Provided data:
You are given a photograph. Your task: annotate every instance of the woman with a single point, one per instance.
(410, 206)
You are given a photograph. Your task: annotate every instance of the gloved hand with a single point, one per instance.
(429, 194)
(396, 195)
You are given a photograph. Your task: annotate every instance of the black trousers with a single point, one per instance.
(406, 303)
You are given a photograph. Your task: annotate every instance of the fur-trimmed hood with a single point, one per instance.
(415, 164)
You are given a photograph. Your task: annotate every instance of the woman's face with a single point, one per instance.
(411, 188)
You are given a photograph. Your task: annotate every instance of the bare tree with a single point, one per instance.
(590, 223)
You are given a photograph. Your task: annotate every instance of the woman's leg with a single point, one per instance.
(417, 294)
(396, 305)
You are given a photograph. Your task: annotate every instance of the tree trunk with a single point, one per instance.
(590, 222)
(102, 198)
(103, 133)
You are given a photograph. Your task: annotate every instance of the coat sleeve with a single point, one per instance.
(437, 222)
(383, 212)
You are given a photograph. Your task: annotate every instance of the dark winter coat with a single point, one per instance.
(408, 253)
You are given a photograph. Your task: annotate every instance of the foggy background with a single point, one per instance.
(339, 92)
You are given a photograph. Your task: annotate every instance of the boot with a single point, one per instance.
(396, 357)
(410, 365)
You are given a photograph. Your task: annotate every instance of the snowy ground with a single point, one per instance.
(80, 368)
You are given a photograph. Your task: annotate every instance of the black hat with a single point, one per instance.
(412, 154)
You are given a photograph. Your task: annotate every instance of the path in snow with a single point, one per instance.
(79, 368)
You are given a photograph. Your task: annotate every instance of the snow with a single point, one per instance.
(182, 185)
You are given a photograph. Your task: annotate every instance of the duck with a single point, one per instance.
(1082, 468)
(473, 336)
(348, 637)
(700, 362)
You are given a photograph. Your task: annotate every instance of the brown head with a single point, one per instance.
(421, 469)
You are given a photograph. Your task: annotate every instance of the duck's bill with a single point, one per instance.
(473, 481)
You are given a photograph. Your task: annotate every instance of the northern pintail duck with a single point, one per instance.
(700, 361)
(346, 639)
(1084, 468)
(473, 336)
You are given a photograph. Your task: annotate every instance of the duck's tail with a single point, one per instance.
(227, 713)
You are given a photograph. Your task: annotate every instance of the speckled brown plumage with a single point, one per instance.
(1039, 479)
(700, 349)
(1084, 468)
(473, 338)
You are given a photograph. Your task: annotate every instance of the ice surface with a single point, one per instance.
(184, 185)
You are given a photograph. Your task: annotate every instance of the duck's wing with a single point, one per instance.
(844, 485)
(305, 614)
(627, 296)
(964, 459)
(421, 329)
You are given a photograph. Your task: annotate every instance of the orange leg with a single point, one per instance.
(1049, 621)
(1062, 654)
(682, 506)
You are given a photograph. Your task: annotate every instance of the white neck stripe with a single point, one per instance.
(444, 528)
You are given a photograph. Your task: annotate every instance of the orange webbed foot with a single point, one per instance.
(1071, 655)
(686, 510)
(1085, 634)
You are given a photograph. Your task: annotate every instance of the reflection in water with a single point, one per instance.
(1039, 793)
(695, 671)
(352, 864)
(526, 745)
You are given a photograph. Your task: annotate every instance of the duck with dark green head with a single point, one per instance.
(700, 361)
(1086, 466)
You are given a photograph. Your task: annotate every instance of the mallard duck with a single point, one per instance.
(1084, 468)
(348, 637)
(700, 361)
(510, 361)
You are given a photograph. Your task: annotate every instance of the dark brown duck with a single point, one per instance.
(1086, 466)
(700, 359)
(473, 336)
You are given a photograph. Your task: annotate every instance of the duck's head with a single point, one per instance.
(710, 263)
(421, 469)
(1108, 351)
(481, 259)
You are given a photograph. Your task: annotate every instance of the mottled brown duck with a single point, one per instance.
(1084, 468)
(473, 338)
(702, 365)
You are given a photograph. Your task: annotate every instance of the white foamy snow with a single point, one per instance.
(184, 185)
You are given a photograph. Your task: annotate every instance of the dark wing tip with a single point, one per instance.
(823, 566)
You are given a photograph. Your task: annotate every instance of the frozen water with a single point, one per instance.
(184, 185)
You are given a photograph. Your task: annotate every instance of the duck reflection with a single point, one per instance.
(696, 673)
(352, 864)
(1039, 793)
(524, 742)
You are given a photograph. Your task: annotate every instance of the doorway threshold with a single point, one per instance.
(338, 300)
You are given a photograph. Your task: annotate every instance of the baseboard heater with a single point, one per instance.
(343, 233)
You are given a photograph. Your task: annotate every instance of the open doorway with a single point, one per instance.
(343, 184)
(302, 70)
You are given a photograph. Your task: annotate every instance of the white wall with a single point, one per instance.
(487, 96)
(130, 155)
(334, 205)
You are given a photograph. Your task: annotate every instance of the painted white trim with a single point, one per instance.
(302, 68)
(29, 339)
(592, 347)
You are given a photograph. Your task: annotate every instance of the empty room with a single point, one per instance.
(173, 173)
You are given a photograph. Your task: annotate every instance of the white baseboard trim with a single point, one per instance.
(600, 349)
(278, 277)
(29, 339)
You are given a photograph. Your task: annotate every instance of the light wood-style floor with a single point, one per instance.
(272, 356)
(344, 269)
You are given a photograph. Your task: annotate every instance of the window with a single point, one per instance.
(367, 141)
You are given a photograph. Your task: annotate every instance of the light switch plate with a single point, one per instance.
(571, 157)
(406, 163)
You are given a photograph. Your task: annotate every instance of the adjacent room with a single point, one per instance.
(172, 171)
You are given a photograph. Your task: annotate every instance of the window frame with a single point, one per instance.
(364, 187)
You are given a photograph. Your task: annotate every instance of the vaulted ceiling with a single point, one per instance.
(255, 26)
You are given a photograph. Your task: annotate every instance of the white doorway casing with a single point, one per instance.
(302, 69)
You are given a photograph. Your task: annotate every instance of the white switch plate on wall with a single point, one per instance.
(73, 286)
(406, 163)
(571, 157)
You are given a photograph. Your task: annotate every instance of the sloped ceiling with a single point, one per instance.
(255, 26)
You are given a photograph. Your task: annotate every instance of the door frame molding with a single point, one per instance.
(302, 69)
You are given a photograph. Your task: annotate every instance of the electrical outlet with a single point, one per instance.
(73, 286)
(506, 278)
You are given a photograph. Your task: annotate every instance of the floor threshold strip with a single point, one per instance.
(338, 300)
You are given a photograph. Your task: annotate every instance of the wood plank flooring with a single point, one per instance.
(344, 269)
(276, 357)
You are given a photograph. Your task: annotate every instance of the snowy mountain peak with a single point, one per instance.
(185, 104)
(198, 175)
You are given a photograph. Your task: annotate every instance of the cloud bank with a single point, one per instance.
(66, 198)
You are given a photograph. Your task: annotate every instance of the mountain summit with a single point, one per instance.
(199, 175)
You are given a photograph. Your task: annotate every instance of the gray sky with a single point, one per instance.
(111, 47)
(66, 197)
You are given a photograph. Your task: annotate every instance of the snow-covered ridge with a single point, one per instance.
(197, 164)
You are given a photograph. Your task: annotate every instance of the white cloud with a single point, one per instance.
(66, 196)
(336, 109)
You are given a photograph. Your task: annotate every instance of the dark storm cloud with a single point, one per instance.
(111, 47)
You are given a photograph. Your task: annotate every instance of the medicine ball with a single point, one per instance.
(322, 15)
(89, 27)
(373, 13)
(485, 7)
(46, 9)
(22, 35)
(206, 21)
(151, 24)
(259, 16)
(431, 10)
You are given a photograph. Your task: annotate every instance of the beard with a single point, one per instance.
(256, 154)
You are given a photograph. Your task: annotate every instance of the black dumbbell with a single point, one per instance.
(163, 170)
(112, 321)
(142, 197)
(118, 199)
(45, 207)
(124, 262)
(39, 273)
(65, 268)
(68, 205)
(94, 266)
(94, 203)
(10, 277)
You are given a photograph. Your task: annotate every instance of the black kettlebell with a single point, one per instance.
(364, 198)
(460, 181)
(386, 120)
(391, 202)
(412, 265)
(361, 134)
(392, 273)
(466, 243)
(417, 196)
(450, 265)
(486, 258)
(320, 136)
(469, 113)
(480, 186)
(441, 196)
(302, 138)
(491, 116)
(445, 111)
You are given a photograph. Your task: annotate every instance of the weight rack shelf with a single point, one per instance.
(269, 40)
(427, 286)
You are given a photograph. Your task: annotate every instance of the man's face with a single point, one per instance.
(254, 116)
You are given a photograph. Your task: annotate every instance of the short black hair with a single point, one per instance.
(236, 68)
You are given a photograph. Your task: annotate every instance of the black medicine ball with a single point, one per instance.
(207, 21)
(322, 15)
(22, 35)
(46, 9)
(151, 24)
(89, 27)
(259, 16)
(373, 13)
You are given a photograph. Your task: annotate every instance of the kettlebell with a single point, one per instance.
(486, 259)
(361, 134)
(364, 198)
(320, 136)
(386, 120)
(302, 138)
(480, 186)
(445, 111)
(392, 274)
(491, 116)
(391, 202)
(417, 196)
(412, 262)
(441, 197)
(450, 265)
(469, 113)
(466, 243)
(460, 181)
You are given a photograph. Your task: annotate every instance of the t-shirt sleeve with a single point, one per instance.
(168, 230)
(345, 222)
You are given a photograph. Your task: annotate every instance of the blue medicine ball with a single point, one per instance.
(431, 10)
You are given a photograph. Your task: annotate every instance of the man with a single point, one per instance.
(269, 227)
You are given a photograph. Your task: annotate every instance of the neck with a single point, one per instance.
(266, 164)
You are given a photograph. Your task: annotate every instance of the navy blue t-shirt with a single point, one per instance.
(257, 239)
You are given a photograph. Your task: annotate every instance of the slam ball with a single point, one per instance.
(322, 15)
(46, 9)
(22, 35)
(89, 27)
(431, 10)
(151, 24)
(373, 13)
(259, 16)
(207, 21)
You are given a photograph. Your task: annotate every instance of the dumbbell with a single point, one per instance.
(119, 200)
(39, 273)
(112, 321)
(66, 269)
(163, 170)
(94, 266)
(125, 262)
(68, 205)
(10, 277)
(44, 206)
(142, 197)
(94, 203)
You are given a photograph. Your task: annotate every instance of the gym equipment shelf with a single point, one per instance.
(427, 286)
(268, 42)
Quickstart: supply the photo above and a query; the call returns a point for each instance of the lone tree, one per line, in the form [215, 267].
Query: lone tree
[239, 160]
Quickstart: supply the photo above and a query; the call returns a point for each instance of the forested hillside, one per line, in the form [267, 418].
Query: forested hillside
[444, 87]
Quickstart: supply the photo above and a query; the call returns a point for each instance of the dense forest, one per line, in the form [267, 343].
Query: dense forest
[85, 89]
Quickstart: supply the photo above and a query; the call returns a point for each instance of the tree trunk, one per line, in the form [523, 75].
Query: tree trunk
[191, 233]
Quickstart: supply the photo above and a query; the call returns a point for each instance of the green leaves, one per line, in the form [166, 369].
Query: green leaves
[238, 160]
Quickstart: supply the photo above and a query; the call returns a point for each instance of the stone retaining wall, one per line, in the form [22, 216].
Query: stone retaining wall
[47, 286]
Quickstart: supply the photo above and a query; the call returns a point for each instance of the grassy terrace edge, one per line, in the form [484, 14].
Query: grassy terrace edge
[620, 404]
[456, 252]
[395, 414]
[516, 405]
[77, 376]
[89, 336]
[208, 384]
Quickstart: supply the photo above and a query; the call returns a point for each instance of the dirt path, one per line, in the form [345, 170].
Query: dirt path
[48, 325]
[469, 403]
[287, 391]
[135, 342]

Exercise aim: Give again, exactly and with nothing added, the lines running from the one that contains "Query: dense forest" to the last line of the material.

Answer to this task:
Query: dense forest
[85, 89]
Quickstart: supply the photo above and a query; the call returns a point for each instance of the tree trunk, one per line, in the form [523, 75].
Query: tree trunk
[191, 233]
Quickstart: supply the photo above and a query; the call returns a point for each instance of the green leaves, one per line, in the form [166, 369].
Query: green leaves
[238, 160]
Quickstart: supply the photo above and a query; the call returns a point for each instance of the stone retaining wall, one per line, in the form [22, 216].
Query: stone retaining wall
[47, 286]
Quickstart: supply the photo above and a query; the call returns a point for each instance of the grassy terrace edge, one per line, in the form [484, 14].
Query: grassy terrace edge
[620, 404]
[456, 252]
[395, 414]
[516, 405]
[77, 376]
[89, 336]
[208, 384]
Quickstart: supply the photo above and a query; the call returns a point for each instance of the dirt path, one per line, in the form [345, 170].
Query: dirt path
[48, 325]
[469, 403]
[287, 391]
[135, 342]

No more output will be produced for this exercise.